= SUPPLIED PASSAGE =
[START]

Sunday, July 09, 2006

Smart Meters = Dumb Decision

If all the broken promises, Lord of the Farce and the Caledonia fiasco aren't enough reasons to boot the Ontario Liberals out in 2007, Sun Business Editor Linda Leatherdale provides us with yet another!

In Pull McGuinty's Plug, she warns of another Liberal boondoggle in the works that "will make Ottawa's gun registry or Ontario's property tax madness look like financial sanity."

The intent likely was to make it appear as if the McGuinty government is taking responsible action by encouraging homeowners to save power and supposedly also save money by running large appliances on the off-hours when the rates would be cheaper.

In reality things look different:

"The gun registry cost overruns will pale by comparison to what will happen with smart metering," warns hydro expert Dave Young, an engineer for Kinectrics (formerly the research arm of Ontario Hydro).

Young says the smart meters McGuinty wants to install are too expensive, won't do what they're designed to do and will cheat customers who adjust their behaviour, like getting up at 4 a.m. to do the laundry, turn on the dishwasher and cook meals.

McGuinty's hydro plan is so insane that the poor souls now forced to use smart meters in his pilot project are paying the highest electricity prices during waking hours.

Linda says that Conservative Leader John Tory found out that:

...the Liberals plan on forcing us to buy brand-new smart meters at a cost of up to $5 a month -- when a Chatham utility using technology can do it much cheaper, at $1.29, by retrofitting existing meters.

But rather than go the cheaper route, Energy Minister Dwight Duncan went to Europe on a smart meter hunt, where he blew taxpayers' money on $70 steaks and other expensive feasts as his team wined and dined in Rome, Copenhagen and Brussels.

She continues:

Tory also says the Liberals plan on setting up a new administrative nightmare, similar to the Municipal Property Assessment Corp., which will blow tens of millions of taxpayer dollars on a government-run smart meter data collection centre.

Energy expert Young agrees: "The communications linkages and data warehouses we'll need for all this information flitting back and forth will sink this system in the end," Young said. "Or, if it doesn't sink it, it will dwarf the billion-dollar gun registry that was supposed to be $2 million. Ten billion wouldn't surprise me at all."

It appears that not only is the program itself inherently flawed, but that we will be paying dearly for it in increased taxes and hydro rates.

[END]

= REQUIRED TASK 1 =
Show every line of the records that contains the string "background".
The text and the records are separate material.

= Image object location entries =
[START]

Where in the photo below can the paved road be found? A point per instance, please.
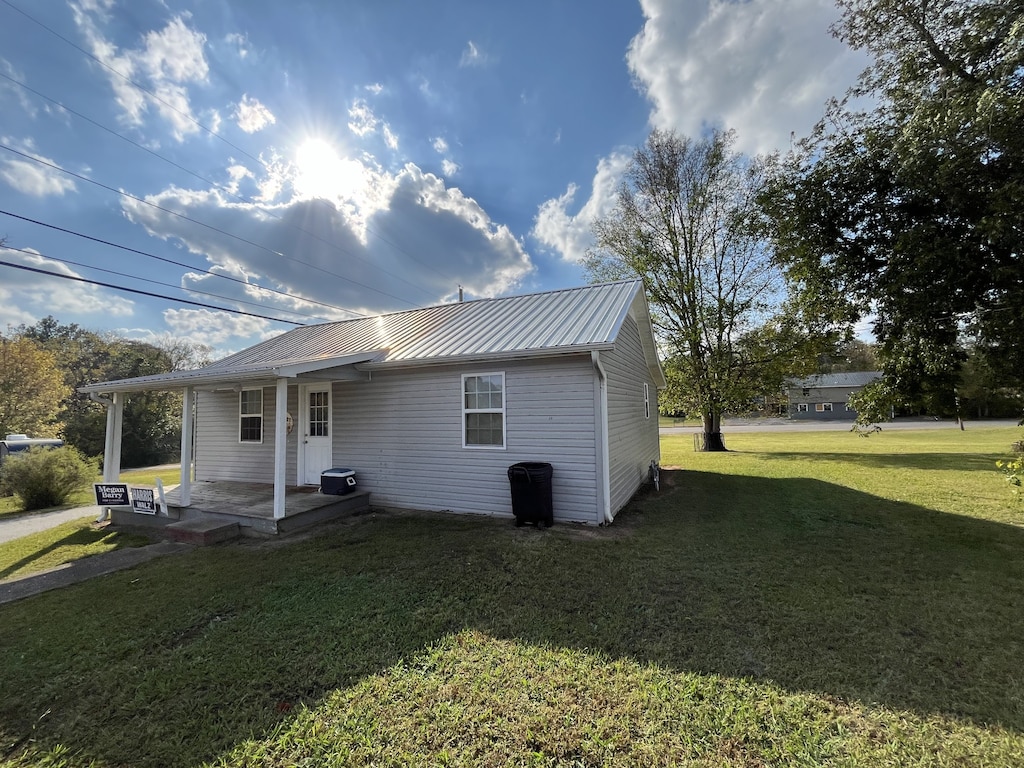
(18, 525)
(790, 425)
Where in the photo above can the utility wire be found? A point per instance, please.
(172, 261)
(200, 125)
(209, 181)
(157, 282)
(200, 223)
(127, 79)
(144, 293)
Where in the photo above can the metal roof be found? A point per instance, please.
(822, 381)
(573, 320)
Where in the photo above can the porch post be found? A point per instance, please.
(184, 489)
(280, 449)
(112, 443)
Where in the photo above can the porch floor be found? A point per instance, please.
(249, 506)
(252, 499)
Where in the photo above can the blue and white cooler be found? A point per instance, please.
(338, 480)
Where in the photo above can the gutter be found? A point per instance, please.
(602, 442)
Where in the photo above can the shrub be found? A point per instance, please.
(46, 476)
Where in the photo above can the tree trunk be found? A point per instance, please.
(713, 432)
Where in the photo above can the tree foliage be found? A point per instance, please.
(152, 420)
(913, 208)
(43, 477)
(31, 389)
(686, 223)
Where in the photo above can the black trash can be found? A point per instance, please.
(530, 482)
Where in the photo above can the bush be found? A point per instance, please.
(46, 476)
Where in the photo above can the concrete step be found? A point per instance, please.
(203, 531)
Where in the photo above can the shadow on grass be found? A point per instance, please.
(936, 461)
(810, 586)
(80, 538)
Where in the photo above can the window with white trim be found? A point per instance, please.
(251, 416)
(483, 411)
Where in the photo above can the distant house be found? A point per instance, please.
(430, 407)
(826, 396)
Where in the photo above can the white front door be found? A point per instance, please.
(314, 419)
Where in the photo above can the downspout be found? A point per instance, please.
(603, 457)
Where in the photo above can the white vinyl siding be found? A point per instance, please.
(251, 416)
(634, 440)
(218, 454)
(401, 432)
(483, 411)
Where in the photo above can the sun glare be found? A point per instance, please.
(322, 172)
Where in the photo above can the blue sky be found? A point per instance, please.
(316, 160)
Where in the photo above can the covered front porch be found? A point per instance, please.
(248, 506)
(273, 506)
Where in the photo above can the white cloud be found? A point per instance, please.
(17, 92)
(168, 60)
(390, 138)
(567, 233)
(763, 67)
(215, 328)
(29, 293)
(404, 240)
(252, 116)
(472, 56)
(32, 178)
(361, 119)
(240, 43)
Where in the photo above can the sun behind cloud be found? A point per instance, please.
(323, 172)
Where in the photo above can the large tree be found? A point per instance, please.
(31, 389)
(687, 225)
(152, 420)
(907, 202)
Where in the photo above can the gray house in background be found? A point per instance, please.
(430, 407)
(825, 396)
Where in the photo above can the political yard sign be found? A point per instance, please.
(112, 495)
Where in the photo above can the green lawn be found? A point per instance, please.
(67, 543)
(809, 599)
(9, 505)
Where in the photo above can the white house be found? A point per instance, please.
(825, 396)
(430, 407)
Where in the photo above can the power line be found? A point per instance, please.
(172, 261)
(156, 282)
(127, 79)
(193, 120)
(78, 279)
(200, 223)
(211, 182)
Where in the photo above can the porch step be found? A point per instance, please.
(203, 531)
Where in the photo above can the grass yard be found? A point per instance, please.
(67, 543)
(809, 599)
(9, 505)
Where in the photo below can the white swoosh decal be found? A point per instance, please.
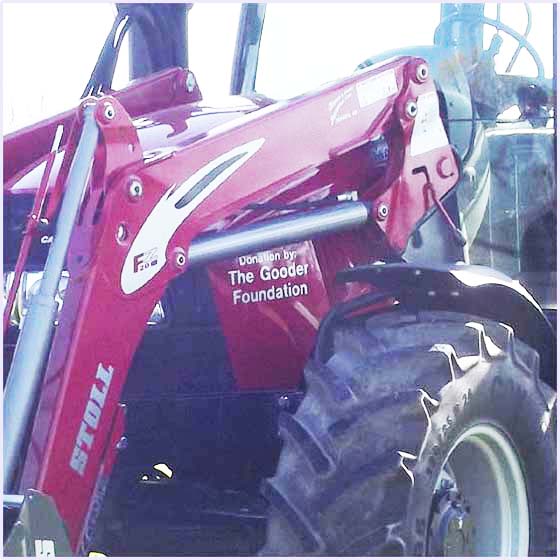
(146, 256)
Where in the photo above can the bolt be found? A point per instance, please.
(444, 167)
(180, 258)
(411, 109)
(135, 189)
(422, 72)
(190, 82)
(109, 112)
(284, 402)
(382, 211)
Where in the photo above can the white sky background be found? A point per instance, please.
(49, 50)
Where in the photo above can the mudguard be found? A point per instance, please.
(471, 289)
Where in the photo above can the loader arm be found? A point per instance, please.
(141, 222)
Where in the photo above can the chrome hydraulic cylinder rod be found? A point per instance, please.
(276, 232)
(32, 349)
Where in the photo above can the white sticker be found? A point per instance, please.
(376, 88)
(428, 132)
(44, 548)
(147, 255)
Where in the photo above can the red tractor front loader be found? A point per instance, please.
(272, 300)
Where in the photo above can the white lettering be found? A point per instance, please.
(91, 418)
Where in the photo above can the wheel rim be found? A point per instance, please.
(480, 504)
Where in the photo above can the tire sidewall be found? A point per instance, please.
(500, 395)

[END]
[START]

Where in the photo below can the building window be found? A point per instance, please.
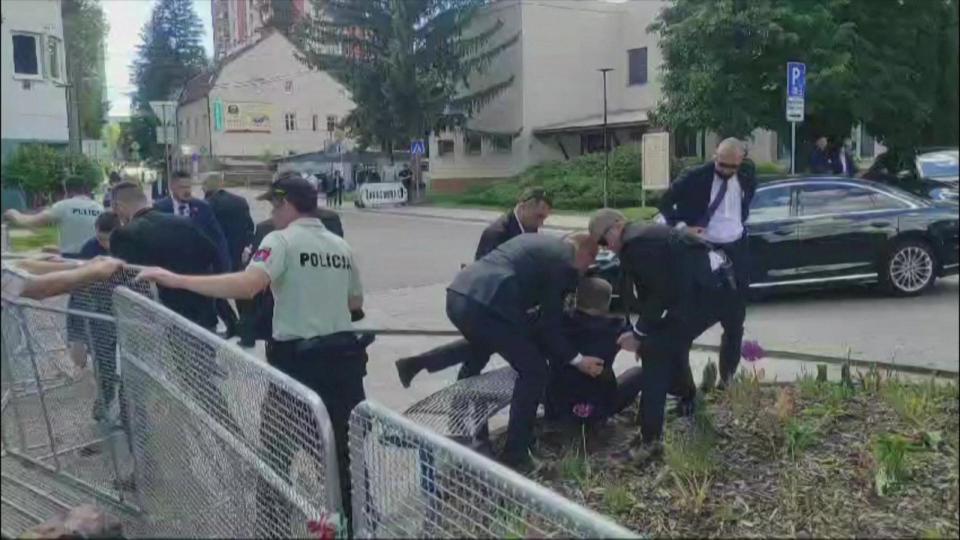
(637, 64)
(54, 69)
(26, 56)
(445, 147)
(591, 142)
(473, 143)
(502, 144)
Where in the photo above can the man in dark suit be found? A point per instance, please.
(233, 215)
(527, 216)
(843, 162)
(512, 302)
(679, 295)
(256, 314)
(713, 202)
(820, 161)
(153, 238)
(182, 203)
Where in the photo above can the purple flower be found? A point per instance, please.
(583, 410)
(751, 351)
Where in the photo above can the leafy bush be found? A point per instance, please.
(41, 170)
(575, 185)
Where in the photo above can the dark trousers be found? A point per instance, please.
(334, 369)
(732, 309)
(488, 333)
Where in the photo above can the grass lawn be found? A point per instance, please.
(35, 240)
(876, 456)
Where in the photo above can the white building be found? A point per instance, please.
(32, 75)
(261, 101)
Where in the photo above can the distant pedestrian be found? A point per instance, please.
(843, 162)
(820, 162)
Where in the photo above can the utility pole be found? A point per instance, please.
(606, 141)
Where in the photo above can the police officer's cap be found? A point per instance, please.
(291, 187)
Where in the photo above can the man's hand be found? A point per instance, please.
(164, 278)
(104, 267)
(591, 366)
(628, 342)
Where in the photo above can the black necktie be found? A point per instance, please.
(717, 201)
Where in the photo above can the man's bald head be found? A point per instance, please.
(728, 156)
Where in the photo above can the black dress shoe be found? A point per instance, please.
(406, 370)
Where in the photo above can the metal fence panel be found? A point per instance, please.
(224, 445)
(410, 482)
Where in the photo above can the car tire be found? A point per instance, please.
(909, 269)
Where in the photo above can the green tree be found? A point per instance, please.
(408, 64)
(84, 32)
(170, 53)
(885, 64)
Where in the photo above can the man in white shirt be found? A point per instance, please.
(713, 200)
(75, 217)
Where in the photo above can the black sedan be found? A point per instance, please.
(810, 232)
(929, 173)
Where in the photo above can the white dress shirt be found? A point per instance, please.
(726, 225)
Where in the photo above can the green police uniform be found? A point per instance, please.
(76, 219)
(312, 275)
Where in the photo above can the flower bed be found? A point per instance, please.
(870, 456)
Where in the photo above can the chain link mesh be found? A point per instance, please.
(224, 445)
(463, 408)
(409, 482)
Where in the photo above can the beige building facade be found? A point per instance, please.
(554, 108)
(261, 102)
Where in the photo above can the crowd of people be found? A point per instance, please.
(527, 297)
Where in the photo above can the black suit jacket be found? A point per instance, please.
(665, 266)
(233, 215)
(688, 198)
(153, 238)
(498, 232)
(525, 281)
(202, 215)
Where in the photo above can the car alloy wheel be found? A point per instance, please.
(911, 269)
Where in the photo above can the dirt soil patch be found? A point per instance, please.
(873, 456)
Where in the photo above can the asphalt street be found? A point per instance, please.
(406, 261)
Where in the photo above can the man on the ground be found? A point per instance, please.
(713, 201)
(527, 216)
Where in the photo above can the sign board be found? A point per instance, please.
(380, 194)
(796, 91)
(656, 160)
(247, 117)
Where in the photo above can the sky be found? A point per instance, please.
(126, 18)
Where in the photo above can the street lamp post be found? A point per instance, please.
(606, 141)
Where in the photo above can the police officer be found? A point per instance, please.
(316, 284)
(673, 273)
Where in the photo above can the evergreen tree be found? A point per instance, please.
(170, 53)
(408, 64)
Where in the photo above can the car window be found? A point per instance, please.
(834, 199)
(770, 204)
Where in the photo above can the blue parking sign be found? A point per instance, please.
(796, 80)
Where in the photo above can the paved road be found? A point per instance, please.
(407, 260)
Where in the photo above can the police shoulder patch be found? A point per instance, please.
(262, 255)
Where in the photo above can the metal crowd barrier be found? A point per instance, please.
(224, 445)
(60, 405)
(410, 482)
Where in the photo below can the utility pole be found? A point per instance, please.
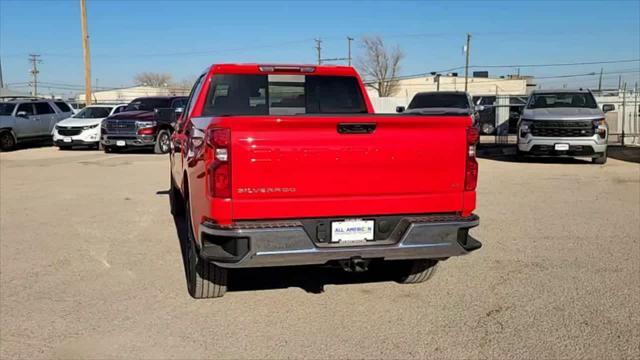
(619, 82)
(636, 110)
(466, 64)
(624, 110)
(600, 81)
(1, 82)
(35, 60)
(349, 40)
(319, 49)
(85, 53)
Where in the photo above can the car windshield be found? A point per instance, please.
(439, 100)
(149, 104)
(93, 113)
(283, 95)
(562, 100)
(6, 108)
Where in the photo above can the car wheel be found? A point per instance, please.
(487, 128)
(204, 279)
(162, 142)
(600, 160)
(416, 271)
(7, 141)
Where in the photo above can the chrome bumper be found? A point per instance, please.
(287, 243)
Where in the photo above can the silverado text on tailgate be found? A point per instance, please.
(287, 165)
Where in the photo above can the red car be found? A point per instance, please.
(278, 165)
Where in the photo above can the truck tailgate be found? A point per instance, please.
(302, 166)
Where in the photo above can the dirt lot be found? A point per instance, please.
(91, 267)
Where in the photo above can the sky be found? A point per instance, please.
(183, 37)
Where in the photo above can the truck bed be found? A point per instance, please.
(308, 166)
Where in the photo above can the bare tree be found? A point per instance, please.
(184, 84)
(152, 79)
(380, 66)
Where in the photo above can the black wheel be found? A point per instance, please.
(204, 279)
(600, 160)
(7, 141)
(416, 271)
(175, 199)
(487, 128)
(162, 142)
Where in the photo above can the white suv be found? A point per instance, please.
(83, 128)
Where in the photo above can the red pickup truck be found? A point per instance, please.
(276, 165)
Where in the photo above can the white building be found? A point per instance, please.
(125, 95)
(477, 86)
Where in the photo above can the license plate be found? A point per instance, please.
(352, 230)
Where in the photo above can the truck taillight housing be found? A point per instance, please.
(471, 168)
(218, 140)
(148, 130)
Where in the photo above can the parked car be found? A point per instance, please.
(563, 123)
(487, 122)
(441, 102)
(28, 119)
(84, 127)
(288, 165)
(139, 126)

[END]

= REQUIRED TASK 2 =
In the smart meter post, which cities does the team of Energy Minister Dwight Duncan wine and dine in?

= WORKED SOLUTION 1 =
Where in the photo above can the gray house in background be found? A point per instance, please.
Where in the photo above can the white sky background be found? A point per instance, please.

= WORKED SOLUTION 2 =
Rome, Copenhagen and Brussels